- [Materials provided]:
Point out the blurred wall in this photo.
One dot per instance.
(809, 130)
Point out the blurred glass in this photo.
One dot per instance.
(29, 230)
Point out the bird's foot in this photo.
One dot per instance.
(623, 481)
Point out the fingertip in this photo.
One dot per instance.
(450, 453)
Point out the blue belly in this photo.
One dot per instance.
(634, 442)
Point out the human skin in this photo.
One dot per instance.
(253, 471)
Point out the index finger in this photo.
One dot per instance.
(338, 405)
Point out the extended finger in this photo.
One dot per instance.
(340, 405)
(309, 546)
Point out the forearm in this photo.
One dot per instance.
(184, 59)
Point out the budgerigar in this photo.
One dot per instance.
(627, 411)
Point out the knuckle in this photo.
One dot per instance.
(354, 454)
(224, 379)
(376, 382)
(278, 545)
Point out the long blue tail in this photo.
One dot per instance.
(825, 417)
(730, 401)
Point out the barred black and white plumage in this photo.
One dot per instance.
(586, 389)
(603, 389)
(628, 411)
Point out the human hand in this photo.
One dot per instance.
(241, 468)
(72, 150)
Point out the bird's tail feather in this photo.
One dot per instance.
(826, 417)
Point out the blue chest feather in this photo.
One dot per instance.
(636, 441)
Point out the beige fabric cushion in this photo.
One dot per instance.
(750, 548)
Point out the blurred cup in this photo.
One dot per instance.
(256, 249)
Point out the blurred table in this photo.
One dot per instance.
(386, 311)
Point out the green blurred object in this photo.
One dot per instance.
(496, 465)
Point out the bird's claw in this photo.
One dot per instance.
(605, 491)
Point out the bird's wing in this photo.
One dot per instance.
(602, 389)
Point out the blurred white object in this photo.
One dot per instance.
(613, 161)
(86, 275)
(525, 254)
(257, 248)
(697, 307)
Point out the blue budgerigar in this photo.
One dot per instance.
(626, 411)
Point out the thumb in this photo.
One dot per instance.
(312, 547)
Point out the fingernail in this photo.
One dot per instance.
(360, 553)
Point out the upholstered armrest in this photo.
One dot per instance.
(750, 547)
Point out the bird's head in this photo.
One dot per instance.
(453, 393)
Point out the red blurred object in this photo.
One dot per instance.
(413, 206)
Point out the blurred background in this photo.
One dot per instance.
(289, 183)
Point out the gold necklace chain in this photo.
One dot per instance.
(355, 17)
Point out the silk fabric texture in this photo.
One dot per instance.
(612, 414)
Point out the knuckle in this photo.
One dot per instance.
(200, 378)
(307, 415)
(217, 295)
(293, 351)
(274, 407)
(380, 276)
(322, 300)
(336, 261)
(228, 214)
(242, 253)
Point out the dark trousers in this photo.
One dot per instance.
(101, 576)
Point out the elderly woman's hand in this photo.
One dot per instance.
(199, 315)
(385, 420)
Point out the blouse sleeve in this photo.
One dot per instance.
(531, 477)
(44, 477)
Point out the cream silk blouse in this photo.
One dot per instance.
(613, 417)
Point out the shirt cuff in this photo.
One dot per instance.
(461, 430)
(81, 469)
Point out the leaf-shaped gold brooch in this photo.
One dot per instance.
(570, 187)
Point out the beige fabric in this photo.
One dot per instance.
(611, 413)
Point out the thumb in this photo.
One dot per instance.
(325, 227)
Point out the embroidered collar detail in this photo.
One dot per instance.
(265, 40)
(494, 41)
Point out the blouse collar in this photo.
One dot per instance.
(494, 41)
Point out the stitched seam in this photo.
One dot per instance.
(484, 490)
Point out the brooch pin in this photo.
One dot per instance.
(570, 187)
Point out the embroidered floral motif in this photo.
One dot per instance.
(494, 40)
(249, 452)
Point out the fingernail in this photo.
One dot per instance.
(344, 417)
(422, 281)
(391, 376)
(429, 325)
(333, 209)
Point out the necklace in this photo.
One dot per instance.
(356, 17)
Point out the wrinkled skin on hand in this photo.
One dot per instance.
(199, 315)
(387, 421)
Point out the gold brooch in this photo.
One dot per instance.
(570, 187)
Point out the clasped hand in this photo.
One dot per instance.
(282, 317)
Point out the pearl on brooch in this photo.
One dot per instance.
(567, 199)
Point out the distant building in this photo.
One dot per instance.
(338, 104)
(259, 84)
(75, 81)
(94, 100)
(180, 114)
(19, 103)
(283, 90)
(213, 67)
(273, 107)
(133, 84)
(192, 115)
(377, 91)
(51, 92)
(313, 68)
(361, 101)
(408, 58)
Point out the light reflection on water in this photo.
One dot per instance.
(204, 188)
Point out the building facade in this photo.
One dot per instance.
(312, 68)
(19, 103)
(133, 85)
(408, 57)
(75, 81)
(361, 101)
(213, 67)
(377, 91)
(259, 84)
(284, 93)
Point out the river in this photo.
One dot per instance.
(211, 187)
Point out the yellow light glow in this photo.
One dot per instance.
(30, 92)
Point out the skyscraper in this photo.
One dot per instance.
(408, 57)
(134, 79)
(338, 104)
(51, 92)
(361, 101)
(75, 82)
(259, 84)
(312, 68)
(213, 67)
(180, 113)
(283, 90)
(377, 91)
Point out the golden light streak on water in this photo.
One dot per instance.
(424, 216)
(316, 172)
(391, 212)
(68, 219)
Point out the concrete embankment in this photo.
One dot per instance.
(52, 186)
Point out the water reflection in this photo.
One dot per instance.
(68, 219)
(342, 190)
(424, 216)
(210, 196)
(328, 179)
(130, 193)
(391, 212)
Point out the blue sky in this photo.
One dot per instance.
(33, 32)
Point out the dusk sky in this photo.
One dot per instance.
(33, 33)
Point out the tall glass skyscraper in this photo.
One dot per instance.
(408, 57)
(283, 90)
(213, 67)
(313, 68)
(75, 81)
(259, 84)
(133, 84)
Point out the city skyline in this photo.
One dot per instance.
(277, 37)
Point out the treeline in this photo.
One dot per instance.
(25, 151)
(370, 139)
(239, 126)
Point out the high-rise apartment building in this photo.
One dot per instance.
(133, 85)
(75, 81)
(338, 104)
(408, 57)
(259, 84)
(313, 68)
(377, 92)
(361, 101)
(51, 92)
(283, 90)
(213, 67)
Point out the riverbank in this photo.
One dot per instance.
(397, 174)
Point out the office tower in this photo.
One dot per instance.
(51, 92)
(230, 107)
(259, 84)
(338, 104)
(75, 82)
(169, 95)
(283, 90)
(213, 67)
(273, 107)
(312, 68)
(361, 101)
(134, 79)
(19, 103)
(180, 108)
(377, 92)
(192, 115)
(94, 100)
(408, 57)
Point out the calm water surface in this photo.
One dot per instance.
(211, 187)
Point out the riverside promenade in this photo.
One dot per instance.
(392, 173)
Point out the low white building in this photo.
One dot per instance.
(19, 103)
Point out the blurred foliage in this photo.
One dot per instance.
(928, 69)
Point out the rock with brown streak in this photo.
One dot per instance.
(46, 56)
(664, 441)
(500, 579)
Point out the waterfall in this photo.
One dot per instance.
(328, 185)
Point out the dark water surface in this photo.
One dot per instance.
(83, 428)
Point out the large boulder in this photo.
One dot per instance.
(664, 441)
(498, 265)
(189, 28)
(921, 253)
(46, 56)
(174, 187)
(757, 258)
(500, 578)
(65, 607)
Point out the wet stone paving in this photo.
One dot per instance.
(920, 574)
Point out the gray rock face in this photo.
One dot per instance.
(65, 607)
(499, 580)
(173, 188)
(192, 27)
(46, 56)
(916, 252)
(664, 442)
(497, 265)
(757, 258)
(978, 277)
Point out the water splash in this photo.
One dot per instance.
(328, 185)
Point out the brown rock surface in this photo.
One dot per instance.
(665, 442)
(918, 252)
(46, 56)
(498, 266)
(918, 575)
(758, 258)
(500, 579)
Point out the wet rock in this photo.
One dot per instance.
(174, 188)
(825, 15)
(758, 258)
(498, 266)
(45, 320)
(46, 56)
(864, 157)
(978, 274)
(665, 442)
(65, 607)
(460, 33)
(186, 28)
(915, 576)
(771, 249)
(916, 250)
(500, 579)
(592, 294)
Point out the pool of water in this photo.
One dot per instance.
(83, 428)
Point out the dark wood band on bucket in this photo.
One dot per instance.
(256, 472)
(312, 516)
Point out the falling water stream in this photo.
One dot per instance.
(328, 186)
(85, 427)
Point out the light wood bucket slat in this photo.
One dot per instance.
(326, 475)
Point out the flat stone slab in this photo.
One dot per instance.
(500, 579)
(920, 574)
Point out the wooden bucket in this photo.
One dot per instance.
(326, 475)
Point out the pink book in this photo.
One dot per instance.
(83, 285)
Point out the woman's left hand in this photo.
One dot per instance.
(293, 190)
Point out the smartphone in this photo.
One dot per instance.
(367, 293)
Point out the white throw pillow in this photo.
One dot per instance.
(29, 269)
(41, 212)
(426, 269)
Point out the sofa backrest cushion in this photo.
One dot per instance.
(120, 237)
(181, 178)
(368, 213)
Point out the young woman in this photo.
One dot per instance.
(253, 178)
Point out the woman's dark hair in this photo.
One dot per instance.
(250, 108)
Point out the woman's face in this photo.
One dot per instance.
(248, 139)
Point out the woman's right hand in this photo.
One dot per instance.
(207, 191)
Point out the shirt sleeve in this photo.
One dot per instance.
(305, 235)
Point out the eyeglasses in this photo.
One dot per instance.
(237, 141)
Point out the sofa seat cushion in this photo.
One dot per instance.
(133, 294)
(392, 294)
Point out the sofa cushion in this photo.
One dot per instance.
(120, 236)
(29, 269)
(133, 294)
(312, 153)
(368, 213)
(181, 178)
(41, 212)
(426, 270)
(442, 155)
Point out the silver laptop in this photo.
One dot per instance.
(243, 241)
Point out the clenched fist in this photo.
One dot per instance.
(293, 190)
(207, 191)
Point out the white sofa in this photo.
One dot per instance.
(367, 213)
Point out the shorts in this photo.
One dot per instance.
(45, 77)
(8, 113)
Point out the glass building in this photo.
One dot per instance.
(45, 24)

- [Task statement]: Turn the stretch from the line containing "Point out the sofa cushion in this photo." through the end of the items into a JSON list of strings, with one string per line and blank lines omitted.

- [Output]:
[
  "Point out the sofa cushion in this photo.",
  "One dot per instance.",
  "(120, 236)",
  "(29, 269)",
  "(133, 294)",
  "(312, 153)",
  "(368, 213)",
  "(181, 178)",
  "(41, 212)",
  "(426, 270)",
  "(442, 155)",
  "Point out the silver laptop in this photo.",
  "One dot per instance.",
  "(243, 241)",
  "Point out the clenched fist in this photo.",
  "One dot per instance.",
  "(293, 190)",
  "(207, 191)",
  "Point out the white sofa in this photo.",
  "One dot per instance.",
  "(367, 213)",
  "Point out the shorts in this photo.",
  "One dot per instance.",
  "(45, 77)",
  "(8, 113)",
  "Point out the glass building in this photo.",
  "One dot per instance.",
  "(45, 24)"
]